● **SELECTED PASSAGE**
——————

Combined Effect of Type 2 Diabetes and Obesity on Brain Structure

COGNITIVE alterations and brain structure abnormalities are more likely in people with Type 2 diabetes mellitus (T2DM) if they are overweight or obese, according to the results of a recently published collaborative study by scientists at the Ewha Womans University, Seoul, South Korea and the University of Utah, Salt Lake City, Utah, USA. It is thought that this finding suggests the need to stage an early intervention in T2DM patients to tackle risk factors for obesity.

Previously, work has found that, individually, T2DM and obesity have negative impacts on a range of organs. Indeed, T2DM has been associated with the progression of cognitive dysfunction and is also believed to increase the risk of dementia development. This study aimed to investigate the joint impact of T2DM and obesity on cognitive function and brain structure. One hundred and fifty people, aged between 30 and 60 years, were recruited on to the study and were divided into three groups of 50 that were matched for age, sex, and duration of T2DM. One control group was composed of 50 people without T2DM who were at a healthy weight, one group comprised 50 people with T2DM who were at a healthy weight, and the final group contained people who had T2DM and were overweight or obese. The participants with T2DM had received a diagnosis within 5 years and had not received stable insulin treatment. Alongside cognitive tests to assess executive function, memory, and psychomotor speed, additional brain analyses using magnetic resonance imaging (MRI) were conducted.

It was discerned that the thinnest grey matter of the temporal, prefrontoparietal, motor, and occipital cortices was found in the group containing obese or overweight patients with T2DM, followed by patients with T2DM who were at a healthy weight. These region-specific changes provide some explanatory power of the mechanism linking T2DM, obesity, and the development of dementia. For instance, an early indicator of Alzheimer’s disease is the wasting of the temporal lobe. The researchers noted that: “These findings suggest that weight status may play additive roles in T2DM-related brain and cognitive alterations.” The researchers also highlighted that their study did not include people who did not have T2DM and were overweight or obese. This suggests a direction for further study.

——————

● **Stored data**
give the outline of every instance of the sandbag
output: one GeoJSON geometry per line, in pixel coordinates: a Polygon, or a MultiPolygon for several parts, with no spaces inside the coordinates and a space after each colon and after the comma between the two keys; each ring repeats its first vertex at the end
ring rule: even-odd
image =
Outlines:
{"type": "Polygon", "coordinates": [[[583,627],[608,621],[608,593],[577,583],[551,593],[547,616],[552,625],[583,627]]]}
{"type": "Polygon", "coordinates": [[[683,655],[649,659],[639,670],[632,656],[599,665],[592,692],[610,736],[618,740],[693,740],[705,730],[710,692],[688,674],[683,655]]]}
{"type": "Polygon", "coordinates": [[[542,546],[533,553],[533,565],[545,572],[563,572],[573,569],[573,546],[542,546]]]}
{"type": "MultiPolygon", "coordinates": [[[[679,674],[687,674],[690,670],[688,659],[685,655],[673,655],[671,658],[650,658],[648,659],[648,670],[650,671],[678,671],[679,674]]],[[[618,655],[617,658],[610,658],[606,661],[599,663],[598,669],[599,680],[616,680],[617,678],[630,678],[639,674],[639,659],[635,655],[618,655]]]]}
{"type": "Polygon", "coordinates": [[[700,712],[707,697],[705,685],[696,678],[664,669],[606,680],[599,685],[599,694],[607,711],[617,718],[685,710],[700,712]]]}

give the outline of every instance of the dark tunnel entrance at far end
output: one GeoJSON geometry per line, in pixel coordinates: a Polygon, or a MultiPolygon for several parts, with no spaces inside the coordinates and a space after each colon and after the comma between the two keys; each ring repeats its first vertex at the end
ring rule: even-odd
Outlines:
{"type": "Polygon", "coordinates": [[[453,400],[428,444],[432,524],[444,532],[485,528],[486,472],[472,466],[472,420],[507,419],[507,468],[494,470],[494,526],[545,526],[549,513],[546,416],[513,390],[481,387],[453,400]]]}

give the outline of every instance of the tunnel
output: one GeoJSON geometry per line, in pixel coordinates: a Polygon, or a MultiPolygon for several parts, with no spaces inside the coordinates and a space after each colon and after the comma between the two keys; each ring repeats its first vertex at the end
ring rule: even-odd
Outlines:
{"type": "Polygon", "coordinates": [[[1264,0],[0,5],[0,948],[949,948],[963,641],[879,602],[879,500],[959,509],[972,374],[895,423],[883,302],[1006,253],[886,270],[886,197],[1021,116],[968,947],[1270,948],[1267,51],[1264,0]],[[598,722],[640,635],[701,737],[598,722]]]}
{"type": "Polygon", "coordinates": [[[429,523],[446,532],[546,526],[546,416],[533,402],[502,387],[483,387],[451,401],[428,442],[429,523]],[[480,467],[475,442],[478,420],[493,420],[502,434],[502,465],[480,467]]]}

——————

● **WORK TO COMPLETE**
In the article on Type 2 diabetes and obesity, which group had the thinnest grey matter in the temporal, prefrontoparietal, motor, and occipital cortices?

● **REPLY**
The group of people who had T2DM and were overweight or obese.